## HOW TO COMPLETE THIS TASK
Write out every record below exactly, leaving the pictures out.

(Stored data entries)
========

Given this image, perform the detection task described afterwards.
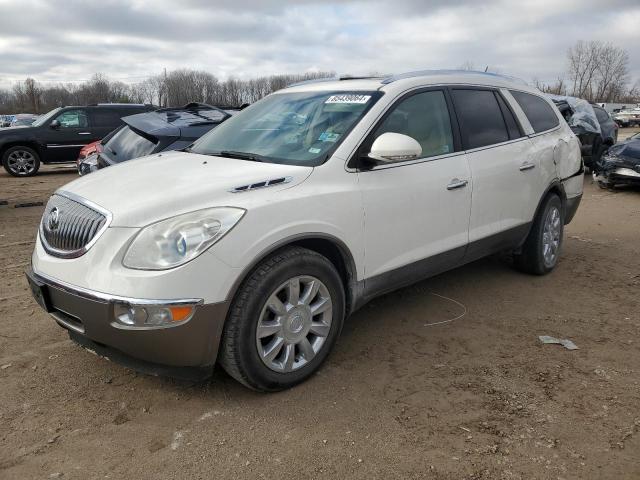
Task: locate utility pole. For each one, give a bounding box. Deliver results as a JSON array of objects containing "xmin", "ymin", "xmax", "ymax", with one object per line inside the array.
[{"xmin": 163, "ymin": 67, "xmax": 167, "ymax": 107}]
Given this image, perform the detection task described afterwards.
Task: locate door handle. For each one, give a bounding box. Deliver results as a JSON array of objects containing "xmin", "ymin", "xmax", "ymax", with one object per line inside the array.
[
  {"xmin": 519, "ymin": 162, "xmax": 535, "ymax": 171},
  {"xmin": 78, "ymin": 132, "xmax": 92, "ymax": 135},
  {"xmin": 446, "ymin": 178, "xmax": 468, "ymax": 190}
]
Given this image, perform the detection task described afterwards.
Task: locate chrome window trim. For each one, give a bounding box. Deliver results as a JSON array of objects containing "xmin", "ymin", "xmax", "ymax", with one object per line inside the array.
[
  {"xmin": 360, "ymin": 151, "xmax": 466, "ymax": 171},
  {"xmin": 39, "ymin": 190, "xmax": 113, "ymax": 259},
  {"xmin": 46, "ymin": 144, "xmax": 87, "ymax": 148},
  {"xmin": 462, "ymin": 135, "xmax": 531, "ymax": 155},
  {"xmin": 526, "ymin": 125, "xmax": 561, "ymax": 139},
  {"xmin": 31, "ymin": 268, "xmax": 203, "ymax": 306}
]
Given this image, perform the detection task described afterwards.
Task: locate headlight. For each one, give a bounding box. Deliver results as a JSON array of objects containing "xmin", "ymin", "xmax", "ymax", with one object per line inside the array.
[{"xmin": 123, "ymin": 207, "xmax": 245, "ymax": 270}]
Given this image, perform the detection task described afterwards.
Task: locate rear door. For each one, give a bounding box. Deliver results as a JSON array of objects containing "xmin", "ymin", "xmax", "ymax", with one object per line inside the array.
[
  {"xmin": 41, "ymin": 108, "xmax": 92, "ymax": 162},
  {"xmin": 88, "ymin": 108, "xmax": 126, "ymax": 141},
  {"xmin": 450, "ymin": 88, "xmax": 536, "ymax": 258}
]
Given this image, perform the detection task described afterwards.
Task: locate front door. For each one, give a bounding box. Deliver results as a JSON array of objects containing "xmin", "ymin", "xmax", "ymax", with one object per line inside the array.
[
  {"xmin": 42, "ymin": 108, "xmax": 93, "ymax": 163},
  {"xmin": 357, "ymin": 89, "xmax": 472, "ymax": 295}
]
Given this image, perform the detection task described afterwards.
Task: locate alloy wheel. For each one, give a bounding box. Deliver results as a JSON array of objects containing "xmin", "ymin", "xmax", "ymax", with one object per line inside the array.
[
  {"xmin": 256, "ymin": 275, "xmax": 333, "ymax": 373},
  {"xmin": 7, "ymin": 150, "xmax": 36, "ymax": 175},
  {"xmin": 542, "ymin": 206, "xmax": 561, "ymax": 268}
]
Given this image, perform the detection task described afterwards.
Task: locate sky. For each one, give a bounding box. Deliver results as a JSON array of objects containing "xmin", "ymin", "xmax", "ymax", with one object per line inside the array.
[{"xmin": 0, "ymin": 0, "xmax": 638, "ymax": 89}]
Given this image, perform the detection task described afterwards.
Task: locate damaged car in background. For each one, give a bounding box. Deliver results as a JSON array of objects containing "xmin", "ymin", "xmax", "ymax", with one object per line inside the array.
[
  {"xmin": 550, "ymin": 95, "xmax": 616, "ymax": 170},
  {"xmin": 594, "ymin": 132, "xmax": 640, "ymax": 189},
  {"xmin": 84, "ymin": 103, "xmax": 238, "ymax": 174}
]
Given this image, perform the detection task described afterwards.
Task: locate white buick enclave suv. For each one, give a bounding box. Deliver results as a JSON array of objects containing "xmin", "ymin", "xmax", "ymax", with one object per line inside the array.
[{"xmin": 28, "ymin": 71, "xmax": 583, "ymax": 391}]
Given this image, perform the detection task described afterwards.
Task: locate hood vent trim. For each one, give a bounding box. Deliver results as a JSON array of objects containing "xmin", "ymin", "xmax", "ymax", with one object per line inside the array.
[{"xmin": 230, "ymin": 176, "xmax": 293, "ymax": 193}]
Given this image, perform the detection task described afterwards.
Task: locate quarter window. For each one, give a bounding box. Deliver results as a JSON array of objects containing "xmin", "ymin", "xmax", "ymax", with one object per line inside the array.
[
  {"xmin": 510, "ymin": 90, "xmax": 560, "ymax": 133},
  {"xmin": 373, "ymin": 90, "xmax": 454, "ymax": 160},
  {"xmin": 452, "ymin": 89, "xmax": 510, "ymax": 149},
  {"xmin": 55, "ymin": 109, "xmax": 88, "ymax": 128}
]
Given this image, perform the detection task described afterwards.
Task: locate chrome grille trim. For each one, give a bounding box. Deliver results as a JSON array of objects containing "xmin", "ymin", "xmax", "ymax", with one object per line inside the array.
[{"xmin": 39, "ymin": 190, "xmax": 112, "ymax": 259}]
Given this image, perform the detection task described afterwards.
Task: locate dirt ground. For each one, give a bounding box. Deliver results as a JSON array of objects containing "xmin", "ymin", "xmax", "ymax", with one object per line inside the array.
[{"xmin": 1, "ymin": 129, "xmax": 639, "ymax": 480}]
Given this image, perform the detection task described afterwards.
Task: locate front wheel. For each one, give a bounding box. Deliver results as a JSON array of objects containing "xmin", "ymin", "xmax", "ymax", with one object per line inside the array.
[
  {"xmin": 2, "ymin": 146, "xmax": 41, "ymax": 177},
  {"xmin": 514, "ymin": 194, "xmax": 564, "ymax": 275},
  {"xmin": 219, "ymin": 247, "xmax": 345, "ymax": 391}
]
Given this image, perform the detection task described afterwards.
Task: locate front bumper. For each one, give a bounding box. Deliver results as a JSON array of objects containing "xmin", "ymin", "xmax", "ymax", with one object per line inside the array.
[{"xmin": 26, "ymin": 268, "xmax": 230, "ymax": 375}]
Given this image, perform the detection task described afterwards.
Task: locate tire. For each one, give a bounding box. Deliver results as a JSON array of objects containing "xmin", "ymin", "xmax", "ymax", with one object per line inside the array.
[
  {"xmin": 219, "ymin": 246, "xmax": 345, "ymax": 391},
  {"xmin": 514, "ymin": 194, "xmax": 564, "ymax": 275},
  {"xmin": 2, "ymin": 146, "xmax": 41, "ymax": 177}
]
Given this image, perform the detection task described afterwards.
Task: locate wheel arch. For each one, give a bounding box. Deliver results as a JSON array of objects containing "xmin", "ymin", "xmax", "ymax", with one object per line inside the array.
[
  {"xmin": 533, "ymin": 181, "xmax": 567, "ymax": 226},
  {"xmin": 225, "ymin": 233, "xmax": 360, "ymax": 316},
  {"xmin": 0, "ymin": 141, "xmax": 43, "ymax": 160}
]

========

## SOLUTION TO THE EXERCISE
Given this image, perform the detection task described afterwards.
Task: locate utility pole. For each one, give a bounding box. Deliver results as a JSON array of objects containing "xmin", "ymin", "xmax", "ymax", with one object per line inside the array.
[{"xmin": 163, "ymin": 67, "xmax": 167, "ymax": 107}]
Given this image, perform the detection task described afterwards.
Task: locate door handle. For each one, give a bounding box. Deliver results as a JSON array of objects containing "xmin", "ymin", "xmax", "ymax", with one object per line inside the array.
[
  {"xmin": 519, "ymin": 162, "xmax": 535, "ymax": 171},
  {"xmin": 78, "ymin": 132, "xmax": 92, "ymax": 135},
  {"xmin": 446, "ymin": 178, "xmax": 468, "ymax": 190}
]
Given this image, perform the detection task described afterwards.
Task: locate chrome window trim. For each one, give a bounding box. Deliver results as a JSON array of objects containing "xmin", "ymin", "xmax", "ymax", with one object per line inside the array.
[
  {"xmin": 360, "ymin": 151, "xmax": 466, "ymax": 171},
  {"xmin": 39, "ymin": 190, "xmax": 113, "ymax": 259},
  {"xmin": 46, "ymin": 144, "xmax": 87, "ymax": 148},
  {"xmin": 462, "ymin": 135, "xmax": 531, "ymax": 155},
  {"xmin": 526, "ymin": 125, "xmax": 561, "ymax": 139},
  {"xmin": 31, "ymin": 268, "xmax": 203, "ymax": 306}
]
Given this image, perform the detection task described afterwards.
Task: locate headlight. For each one, give a bounding box. Deliver results as a JSON array of objects containing "xmin", "ymin", "xmax", "ymax", with one object per line inside the array.
[{"xmin": 123, "ymin": 207, "xmax": 245, "ymax": 270}]
Given this image, perform the detection task described afterwards.
Task: locate rear door. For each one, give a bounding box. Deliver results as a JSON array of objects containing "xmin", "ymin", "xmax", "ymax", with one object per line inside the array.
[
  {"xmin": 41, "ymin": 108, "xmax": 92, "ymax": 162},
  {"xmin": 88, "ymin": 108, "xmax": 126, "ymax": 141},
  {"xmin": 450, "ymin": 88, "xmax": 536, "ymax": 258}
]
Given this image, perform the detection task described afterwards.
Task: locate front door. For each one, give a bounding box. Deliver results as a JSON array of objects containing "xmin", "ymin", "xmax", "ymax", with one object per line inside the array.
[
  {"xmin": 42, "ymin": 108, "xmax": 93, "ymax": 163},
  {"xmin": 357, "ymin": 89, "xmax": 472, "ymax": 295}
]
Given this image, perform the detection task described afterwards.
Task: locate alloy wheel. For each one, give a bounding box. Deliver results as a JSON array of objects containing "xmin", "ymin", "xmax", "ymax", with one object per line inside the array.
[
  {"xmin": 256, "ymin": 275, "xmax": 333, "ymax": 373},
  {"xmin": 7, "ymin": 150, "xmax": 36, "ymax": 175},
  {"xmin": 542, "ymin": 206, "xmax": 561, "ymax": 268}
]
Given this image, perform the detection task described afterwards.
Task: locate sky. For each one, give a bounding box. Deliver results as a JSON array of objects containing "xmin", "ymin", "xmax", "ymax", with one object per line inside the array.
[{"xmin": 0, "ymin": 0, "xmax": 638, "ymax": 89}]
Given this image, perform the detection task described afterwards.
Task: locate damaged car in background. For each one, give a bounding box. Deliver results as a JSON array of objects containing "xmin", "ymin", "xmax", "ymax", with one object per line inside the array.
[
  {"xmin": 550, "ymin": 95, "xmax": 616, "ymax": 170},
  {"xmin": 594, "ymin": 132, "xmax": 640, "ymax": 189},
  {"xmin": 84, "ymin": 103, "xmax": 238, "ymax": 174}
]
Given this image, perform the detection task described afterwards.
Task: locate white buick enclave suv. For each one, give a bounding box. Deliver results as a JSON array of objects containing "xmin", "ymin", "xmax", "ymax", with one object per line inside the array.
[{"xmin": 28, "ymin": 71, "xmax": 583, "ymax": 391}]
Given this image, perform the detection task described afterwards.
Task: locate hood vent trim. For each one, give a bounding box. Deliver results as a JSON array of objects containing "xmin", "ymin", "xmax", "ymax", with one object per line inside the array.
[{"xmin": 230, "ymin": 176, "xmax": 293, "ymax": 193}]
Given this image, perform the detection task described afterwards.
Task: locate quarter window. For each one, give a bounding box. Deliver results as a JSON array of objects containing "xmin", "ymin", "xmax", "ymax", with one object per line inside the array.
[
  {"xmin": 510, "ymin": 90, "xmax": 560, "ymax": 133},
  {"xmin": 373, "ymin": 90, "xmax": 454, "ymax": 160},
  {"xmin": 452, "ymin": 89, "xmax": 510, "ymax": 149},
  {"xmin": 55, "ymin": 109, "xmax": 88, "ymax": 128}
]
Given this image, perform the detection task described afterwards.
Task: locate chrome grille trim. For each one, give a bounding box. Deliver results as a JSON array of objects containing "xmin", "ymin", "xmax", "ymax", with one object per line inside the array.
[{"xmin": 39, "ymin": 190, "xmax": 112, "ymax": 259}]
Given this image, perform the detection task described afterwards.
Task: locate dirt ground. For each one, give a bounding box. Deliver results as a JSON array of objects containing "xmin", "ymin", "xmax", "ymax", with one object per line inside the array.
[{"xmin": 1, "ymin": 129, "xmax": 639, "ymax": 480}]
Given this image, perform the detection task described afterwards.
Task: locate front wheel. For each one, give a bounding box. Deliver results as a JSON array of objects containing "xmin", "ymin", "xmax", "ymax", with one object per line inside the array.
[
  {"xmin": 2, "ymin": 146, "xmax": 41, "ymax": 177},
  {"xmin": 514, "ymin": 194, "xmax": 564, "ymax": 275},
  {"xmin": 219, "ymin": 247, "xmax": 345, "ymax": 391}
]
Given this image, perform the detection task described afterwards.
Task: locate front bumper. For each one, give a bounding box. Deliver results as a JSON array of objects containing "xmin", "ymin", "xmax", "ymax", with one object per line inside the array.
[{"xmin": 26, "ymin": 268, "xmax": 230, "ymax": 375}]
Given this image, perform the detection task described afterwards.
Task: locate tire. For each one, give a bounding box. Deliver results as a JSON array of objects containing "xmin", "ymin", "xmax", "ymax", with one object per line inside the array.
[
  {"xmin": 219, "ymin": 246, "xmax": 345, "ymax": 391},
  {"xmin": 514, "ymin": 194, "xmax": 564, "ymax": 275},
  {"xmin": 2, "ymin": 146, "xmax": 41, "ymax": 177}
]
Given this image, perform the detection task described afterwards.
Task: locate wheel arch. For each one, give a bounding box. Deliver results as a JSON array of objects containing "xmin", "ymin", "xmax", "ymax", with one object per line inside the array.
[
  {"xmin": 533, "ymin": 181, "xmax": 567, "ymax": 226},
  {"xmin": 225, "ymin": 233, "xmax": 360, "ymax": 316},
  {"xmin": 0, "ymin": 141, "xmax": 43, "ymax": 160}
]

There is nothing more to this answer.